Baca berita tanpa iklan. Gabung Kompas.com+

Monas dan Menteng, 2 Wajah Sejarah Jakarta yang Terpaut Seabad

Kompas.com - 07/10/2025, 05:05 WIB
Anggara Wikan Prasetya

Penulis

Sumber Antara

KOMPAS.com - Meski jaraknya hanya sepelemparan batu, kawasan Monas dan Menteng di Jakarta Pusat menyimpan sejarah perkembangan kota yang terpaut waktu sekitar seratus tahun.

Keduanya merefleksikan dua era berbeda dalam perjalanan panjang urbanisasi Batavia, dari masa pemerintahan Gubernur Jenderal Daendels pada awal 1800-an hingga kebangkitan arsitektur modern kolonial di awal abad ke-20.

Hal ini diungkapkan oleh Founder SANA Kenal Kota, Abimantra Pradhana, saat memandu tur jalan kaki menyusuri kawasan Jalan Sabang, Jakarta Pusat, yang berada di antara dua kawasan bersejarah tersebut, Weltevreden (kini sekitar Monas) dan Menteng.

Baca juga: Apa Itu Lebaran Betawi yang Digelar di Monas?

“Bedanya antara Weltevreden dan Menteng itu kira-kira 100 tahun. Weltevreden dibangun sekitar 1800 ketika VOC bangkrut dan Daendels datang, sedangkan Menteng dibangun tahun 1910,” ujar Abimantra dilansir dari Antara.

Weltevreden: Cikal bakal pusat pemerintahan kolonial

Pembangunan kawasan Weltevreden dimulai pada masa pemerintahan Herman Willem Daendels (1806–1811), Gubernur Jenderal Hindia Belanda yang dikenal pula dengan proyek besar Jalan Raya Pos Anyer–Panarukan.

TUGAS LATIHAN:
- A) Tuliskan kembali dengan persis bagian artikel tentang Monas dan Menteng, dimulai dari "Pembangunan kawasan Weltevreden" dan berlanjut sampai "Raya Pos Anyer–Panarukan.".
- B) Berdasarkan artikel tentang Monas dan Menteng, mengapa Weltevreden dan Menteng disebut terpaut sekitar seratus tahun?

[Baris set data anotasi titik]
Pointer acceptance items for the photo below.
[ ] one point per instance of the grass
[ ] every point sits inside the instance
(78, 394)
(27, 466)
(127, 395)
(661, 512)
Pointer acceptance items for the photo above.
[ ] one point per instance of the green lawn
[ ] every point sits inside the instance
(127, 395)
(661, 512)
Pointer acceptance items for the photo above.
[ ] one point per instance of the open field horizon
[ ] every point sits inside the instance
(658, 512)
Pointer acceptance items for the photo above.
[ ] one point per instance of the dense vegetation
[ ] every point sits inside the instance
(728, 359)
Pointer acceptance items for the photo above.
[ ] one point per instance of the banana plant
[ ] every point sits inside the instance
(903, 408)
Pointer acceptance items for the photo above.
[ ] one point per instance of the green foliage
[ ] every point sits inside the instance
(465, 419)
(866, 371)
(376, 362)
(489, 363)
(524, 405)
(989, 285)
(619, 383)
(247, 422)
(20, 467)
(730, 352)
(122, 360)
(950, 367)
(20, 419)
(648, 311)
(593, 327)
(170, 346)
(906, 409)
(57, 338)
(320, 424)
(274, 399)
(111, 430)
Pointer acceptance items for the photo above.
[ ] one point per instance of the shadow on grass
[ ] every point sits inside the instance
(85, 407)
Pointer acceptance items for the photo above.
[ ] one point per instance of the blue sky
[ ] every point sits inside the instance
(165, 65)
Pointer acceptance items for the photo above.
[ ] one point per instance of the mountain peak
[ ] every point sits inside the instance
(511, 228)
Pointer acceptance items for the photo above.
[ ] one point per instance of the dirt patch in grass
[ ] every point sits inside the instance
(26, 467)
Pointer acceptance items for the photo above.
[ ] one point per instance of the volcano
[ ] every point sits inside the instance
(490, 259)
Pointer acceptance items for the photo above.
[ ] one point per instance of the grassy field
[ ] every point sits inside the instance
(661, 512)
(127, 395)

JAWABAN TUGAS:
- A)
Pembangunan kawasan Weltevreden dimulai pada masa pemerintahan Herman Willem Daendels (1806–1811), Gubernur Jenderal Hindia Belanda yang dikenal pula dengan proyek besar Jalan Raya Pos Anyer–Panarukan.

- B) Weltevreden dibangun sekitar tahun 1800, saat VOC bangkrut dan Daendels datang. Menteng baru dibangun pada tahun 1910, sehingga selisih keduanya kira-kira 100 tahun.